Selected passage.

Good morning, Birdland!
We all remain on lockdown here, and there isn’t much baseball news to discuss. But we do have something to celebrate today.
Orioles slugger Trey Mancini turns 28 years old today! That would not normally count as a momentous birthday, but these are not normal times for any of us. Mancini had a malignant tumor removed from his colon just last week. The timetable on his return to baseball activities is unknown, but he did appear to be in good spirits in a recent video message to O’s fans. So, turning 28 feels pretty important this time around.
Just wanted to reiterate how grateful I am for everyone during this time. Looking forward to seeing you all soon. For now, stay safe and healthy! pic.twitter.com/822b4Lqf74— Trey Mancini (@TreyMancini) March 14, 2020
Mancini is extremely important to the Orioles and the Baltimore community. He is the current face of the franchise, participates in charity events and even represents the club at a foundation that seeks to keep young athletes away from performance-enhancing drugs. He just seems to be a real good dude.
Over the upcoming weekend I expect to spend an unnecessary amount of time playing the newest edition of MLB The Show in which I will inevitably start an Orioles franchise (because I love a challenge). Just about every member of the team’s current roster will be on the fictitious trading block, but I will hang out to Trey. It wouldn’t feel like the Orioles without him.
Links & Notes
Orioles podcast: Quarantine edition - The Warehouse Podcast
Shameless plug! I have a new episode of my podcast out for your consumption. It’s a weird time to talk about baseball, but we try to anyway.
Learning about the Orioles before spring training ended - Roch Kubatko
We didn’t know a whole lot about the Orioles prior to the spring being suspended. The pitching staff was bad, but their roles were unclear. But the one thing that is certain is that John Means will start the first game of the season, whenever that is.
Right-hander Zach Pop on his recovery from Tommy John surgery - Steve Melewski
Zach Pop has been on the mend for the last year since Tommy John surgery last May. If he is able to regain all of his velocity, then he could be an interesting arm in the bullpen alongside fellow hard-throwers Hunter Harvey and Tanner Scott sometime in 2021.
MLB clubs pledge $30 million for ballpark employees - MLB.com
This is a nice start, and it is certainly better than nothing. But it may be insufficient depending on how long this outbreak delays the beginning of the MLB season.
How Much Do the Playoff Odds Change in a Shorter Season? - FanGraphs
If MLB’s season does take place this year there is no way they are going to play a full 162-game slate. As this piece lays out, a shorter season allows for more randomness, which could mean worse teams perform better. But don’t worry, the Orioles are still bad enough that it likely wont matter unless the season is extremely shortened.
Orioles birthdays and history
Is it your birthday? Happy birthday!
Trey Mancini turns 28 years old today. Every birthday is important, but this one seems to hold even more weight given his recent health scare. Happy birthday, Trey!
Former O’s catcher Craig Tatum is 37. He spent parts of two seasons in Baltimore from 2010-11, hitting .244/.305/.279 as Matt Wieters’s backup.
It is the 55th birthday of Geronimo Berroa, a MLB outfielder for 11 seasons. He spent 83 games with the Orioles during the 1997 season following a mid-season trade from the Oakland Athletics.
Happy 67th birthday to Randy Miller, an Orioles pitcher for one game in 1977.
And finally, it is the birthday of the late Dick Littlefield (b. 1926, d. 1997), who played in three games for the Orioles first season in Baltimore after the franchise moved from St. Louis.
1974 - Country singer Charley Pride plays in a spring training game for the Texas Rangers against Jim Palmer and the Orioles. Pride was a former Negro League player. The O’s beat the Rangers 14-2.
1984 - Former Orioles hitting coach Charlie Lau passes away at age 50 after losing a battle with cancer.

Information supplied.

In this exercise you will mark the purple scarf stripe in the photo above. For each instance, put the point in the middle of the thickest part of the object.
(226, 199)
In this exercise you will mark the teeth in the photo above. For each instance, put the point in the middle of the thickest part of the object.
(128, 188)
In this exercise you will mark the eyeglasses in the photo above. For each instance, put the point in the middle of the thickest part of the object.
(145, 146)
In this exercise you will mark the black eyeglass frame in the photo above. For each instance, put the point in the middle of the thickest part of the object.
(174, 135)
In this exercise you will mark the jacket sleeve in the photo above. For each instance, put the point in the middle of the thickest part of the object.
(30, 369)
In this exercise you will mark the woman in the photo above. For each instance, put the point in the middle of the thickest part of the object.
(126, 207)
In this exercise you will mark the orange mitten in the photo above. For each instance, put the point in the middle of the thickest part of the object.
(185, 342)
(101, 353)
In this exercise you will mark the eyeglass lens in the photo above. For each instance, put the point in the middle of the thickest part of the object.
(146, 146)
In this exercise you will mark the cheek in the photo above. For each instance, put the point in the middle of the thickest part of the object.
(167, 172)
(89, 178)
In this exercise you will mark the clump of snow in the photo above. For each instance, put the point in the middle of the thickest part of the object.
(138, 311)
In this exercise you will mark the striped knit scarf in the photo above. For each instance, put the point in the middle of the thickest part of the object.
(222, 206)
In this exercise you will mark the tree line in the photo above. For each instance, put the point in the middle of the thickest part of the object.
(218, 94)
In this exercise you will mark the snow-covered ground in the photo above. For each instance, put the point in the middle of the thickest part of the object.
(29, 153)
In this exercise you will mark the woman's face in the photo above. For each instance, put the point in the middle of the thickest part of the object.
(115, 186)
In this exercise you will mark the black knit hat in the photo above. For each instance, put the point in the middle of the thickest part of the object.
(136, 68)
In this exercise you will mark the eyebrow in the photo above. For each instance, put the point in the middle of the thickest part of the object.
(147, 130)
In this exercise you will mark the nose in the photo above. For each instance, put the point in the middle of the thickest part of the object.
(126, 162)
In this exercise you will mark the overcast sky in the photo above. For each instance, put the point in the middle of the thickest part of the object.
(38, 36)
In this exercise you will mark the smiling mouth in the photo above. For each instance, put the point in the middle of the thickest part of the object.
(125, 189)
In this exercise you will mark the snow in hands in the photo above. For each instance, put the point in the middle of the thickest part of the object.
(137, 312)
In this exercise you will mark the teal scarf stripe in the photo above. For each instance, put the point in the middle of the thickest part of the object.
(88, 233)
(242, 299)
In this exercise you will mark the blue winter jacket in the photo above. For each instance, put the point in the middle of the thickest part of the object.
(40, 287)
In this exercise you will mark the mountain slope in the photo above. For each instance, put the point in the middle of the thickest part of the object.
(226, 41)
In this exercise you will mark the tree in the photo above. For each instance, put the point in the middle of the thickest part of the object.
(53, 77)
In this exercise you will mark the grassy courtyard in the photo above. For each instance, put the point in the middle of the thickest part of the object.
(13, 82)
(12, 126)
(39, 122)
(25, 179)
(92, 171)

Required actions.
1. Write out the Orioles post again between "We all remain" and "this time around.", inclusive, replacing "lockdown" with "quarantine".
2. In the Orioles post, what surgery is Zach Pop recovering from?
3. Name every person whose birthday the Orioles post's birthdays section marks.
The rows come from a different source than the Orioles post.

Responses to the tasks.
1.
We all remain on quarantine here, and there isn’t much baseball news to discuss. But we do have something to celebrate today.
Orioles slugger Trey Mancini turns 28 years old today! That would not normally count as a momentous birthday, but these are not normal times for any of us. Mancini had a malignant tumor removed from his colon just last week. The timetable on his return to baseball activities is unknown, but he did appear to be in good spirits in a recent video message to O’s fans. So, turning 28 feels pretty important this time around.

2. Tommy John surgery

3. Trey Mancini, Craig Tatum, Geronimo Berroa, Randy Miller, Dick Littlefield